◆ **AIM OF THE TASK**:
What you should write out is every line from the one containing "Indicate the neck" to the end of the data, exactly and with nothing else.

Content starts

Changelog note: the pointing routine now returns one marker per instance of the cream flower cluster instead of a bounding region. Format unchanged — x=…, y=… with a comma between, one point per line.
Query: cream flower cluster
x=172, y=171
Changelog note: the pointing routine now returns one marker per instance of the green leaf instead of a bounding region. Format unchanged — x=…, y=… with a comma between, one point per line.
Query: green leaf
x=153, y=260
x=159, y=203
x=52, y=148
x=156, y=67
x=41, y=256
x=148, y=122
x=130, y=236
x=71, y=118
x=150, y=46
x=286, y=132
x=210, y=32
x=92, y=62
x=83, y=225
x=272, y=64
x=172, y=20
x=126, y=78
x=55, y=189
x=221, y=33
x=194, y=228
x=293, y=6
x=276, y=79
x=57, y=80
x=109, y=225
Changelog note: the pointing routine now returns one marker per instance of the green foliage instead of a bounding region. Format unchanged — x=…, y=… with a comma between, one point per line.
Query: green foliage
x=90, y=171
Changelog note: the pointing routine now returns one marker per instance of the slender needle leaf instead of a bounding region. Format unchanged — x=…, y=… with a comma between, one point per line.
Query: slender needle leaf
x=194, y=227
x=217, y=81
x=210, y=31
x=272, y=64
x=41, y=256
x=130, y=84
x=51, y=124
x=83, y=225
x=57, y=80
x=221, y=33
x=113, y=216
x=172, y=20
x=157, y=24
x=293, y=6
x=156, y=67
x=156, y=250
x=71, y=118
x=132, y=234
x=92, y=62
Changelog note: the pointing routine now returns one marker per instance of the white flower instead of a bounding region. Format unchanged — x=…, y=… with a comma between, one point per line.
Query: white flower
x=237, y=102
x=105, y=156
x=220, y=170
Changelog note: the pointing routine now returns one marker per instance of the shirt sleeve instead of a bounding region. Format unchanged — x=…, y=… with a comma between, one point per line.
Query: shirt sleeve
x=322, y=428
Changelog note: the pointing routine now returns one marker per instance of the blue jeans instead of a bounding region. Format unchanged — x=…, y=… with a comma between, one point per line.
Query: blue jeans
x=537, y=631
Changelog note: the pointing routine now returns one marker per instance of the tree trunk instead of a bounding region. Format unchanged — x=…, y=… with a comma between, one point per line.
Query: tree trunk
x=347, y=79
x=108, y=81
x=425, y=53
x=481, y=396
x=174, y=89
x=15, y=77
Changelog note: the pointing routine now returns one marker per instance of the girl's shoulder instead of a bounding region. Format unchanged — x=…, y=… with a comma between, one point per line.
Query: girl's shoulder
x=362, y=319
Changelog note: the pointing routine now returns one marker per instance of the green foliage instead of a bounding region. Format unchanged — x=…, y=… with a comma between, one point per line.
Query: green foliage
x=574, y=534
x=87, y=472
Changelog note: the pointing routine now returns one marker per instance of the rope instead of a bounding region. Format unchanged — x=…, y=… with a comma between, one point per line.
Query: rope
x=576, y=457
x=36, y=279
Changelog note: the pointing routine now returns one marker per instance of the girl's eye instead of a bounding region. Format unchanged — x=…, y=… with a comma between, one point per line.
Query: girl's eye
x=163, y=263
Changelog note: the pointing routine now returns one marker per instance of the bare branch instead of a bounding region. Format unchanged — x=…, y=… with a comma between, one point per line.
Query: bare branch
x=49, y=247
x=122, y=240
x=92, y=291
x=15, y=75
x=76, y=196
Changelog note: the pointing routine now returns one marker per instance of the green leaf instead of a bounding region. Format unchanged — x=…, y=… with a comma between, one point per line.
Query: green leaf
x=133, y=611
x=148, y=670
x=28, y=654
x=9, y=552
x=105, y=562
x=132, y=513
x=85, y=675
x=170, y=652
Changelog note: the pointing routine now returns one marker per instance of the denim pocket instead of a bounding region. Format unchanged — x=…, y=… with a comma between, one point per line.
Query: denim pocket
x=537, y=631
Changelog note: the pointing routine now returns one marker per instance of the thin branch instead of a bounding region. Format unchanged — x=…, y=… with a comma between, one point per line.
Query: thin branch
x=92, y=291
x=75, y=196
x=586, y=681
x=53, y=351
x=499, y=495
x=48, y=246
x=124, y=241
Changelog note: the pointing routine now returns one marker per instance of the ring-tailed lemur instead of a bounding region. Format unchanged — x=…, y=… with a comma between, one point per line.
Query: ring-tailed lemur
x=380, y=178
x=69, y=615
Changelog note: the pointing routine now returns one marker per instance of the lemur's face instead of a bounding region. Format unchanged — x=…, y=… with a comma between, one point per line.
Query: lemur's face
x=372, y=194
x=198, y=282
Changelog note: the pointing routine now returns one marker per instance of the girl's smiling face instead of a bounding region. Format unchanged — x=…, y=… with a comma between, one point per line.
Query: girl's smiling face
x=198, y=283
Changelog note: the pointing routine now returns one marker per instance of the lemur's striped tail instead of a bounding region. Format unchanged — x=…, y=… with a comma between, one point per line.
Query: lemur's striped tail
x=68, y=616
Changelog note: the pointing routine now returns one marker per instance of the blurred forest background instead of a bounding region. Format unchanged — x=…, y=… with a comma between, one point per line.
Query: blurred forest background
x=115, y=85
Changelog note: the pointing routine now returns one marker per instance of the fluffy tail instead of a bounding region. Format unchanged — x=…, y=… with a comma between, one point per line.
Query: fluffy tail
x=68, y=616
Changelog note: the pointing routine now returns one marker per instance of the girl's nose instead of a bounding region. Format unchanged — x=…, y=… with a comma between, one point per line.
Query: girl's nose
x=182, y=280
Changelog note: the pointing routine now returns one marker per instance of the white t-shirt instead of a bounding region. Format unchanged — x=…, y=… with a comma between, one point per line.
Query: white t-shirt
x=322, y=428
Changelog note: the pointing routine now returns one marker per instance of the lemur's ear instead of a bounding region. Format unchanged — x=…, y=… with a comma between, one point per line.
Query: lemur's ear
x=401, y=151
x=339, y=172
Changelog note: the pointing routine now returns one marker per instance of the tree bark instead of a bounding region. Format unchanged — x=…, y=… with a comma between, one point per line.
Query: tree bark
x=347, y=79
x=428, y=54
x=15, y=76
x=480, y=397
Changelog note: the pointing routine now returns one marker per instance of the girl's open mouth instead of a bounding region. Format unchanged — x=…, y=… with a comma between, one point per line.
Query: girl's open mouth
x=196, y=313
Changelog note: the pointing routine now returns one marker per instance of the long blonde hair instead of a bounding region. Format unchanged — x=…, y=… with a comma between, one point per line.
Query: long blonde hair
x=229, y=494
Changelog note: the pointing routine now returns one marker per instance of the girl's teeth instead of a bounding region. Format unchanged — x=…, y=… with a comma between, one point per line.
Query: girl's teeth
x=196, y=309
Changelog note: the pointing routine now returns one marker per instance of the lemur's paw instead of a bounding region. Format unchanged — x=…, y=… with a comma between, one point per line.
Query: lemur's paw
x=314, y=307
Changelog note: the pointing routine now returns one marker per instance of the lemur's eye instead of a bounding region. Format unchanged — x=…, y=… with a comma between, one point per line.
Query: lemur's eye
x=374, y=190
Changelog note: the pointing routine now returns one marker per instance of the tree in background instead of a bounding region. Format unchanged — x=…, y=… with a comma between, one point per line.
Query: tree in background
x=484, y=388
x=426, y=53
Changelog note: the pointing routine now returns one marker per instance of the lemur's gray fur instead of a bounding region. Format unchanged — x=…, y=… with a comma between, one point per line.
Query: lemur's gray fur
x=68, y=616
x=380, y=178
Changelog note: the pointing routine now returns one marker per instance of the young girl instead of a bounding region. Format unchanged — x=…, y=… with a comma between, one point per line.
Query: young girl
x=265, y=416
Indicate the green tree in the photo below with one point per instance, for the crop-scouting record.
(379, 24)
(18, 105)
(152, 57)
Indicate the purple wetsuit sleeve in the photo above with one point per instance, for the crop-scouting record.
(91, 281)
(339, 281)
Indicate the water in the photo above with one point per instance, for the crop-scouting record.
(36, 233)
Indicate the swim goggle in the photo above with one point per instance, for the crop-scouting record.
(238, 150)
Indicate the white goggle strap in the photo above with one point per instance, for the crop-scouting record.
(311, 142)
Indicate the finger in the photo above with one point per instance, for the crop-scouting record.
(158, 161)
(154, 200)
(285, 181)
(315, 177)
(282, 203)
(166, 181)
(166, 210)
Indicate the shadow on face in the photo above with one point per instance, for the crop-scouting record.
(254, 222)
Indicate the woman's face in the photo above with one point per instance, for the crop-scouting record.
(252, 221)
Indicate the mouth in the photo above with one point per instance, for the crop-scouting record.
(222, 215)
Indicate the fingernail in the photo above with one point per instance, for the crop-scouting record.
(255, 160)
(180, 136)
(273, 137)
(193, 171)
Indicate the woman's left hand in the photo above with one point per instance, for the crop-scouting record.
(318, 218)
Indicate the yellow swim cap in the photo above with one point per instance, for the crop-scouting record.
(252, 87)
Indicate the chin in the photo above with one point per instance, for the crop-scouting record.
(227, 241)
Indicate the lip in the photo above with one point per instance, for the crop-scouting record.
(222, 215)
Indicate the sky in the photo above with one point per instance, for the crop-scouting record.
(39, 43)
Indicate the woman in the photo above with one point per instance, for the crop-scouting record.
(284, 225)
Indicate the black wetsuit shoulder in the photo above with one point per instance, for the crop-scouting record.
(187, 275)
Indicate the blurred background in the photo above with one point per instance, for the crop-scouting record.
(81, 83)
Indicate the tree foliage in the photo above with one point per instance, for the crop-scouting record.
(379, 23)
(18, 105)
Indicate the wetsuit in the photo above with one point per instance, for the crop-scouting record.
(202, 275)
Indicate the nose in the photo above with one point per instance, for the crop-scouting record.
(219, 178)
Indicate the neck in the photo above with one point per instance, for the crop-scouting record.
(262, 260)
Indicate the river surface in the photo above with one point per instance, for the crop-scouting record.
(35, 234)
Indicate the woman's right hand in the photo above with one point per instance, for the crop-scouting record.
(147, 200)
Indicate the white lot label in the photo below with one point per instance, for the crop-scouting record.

Content ends

◆ **FINISHED EXERCISE**:
Indicate the neck in the photo above with one point per instance, for the crop-scouting record.
(262, 260)
Indicate the river surface in the photo above with one point per instance, for the crop-scouting record.
(35, 234)
Indicate the woman's right hand in the photo above with one point per instance, for the crop-scouting record.
(147, 200)
Indicate the white lot label in the photo below with one point per instance, for the crop-scouting record.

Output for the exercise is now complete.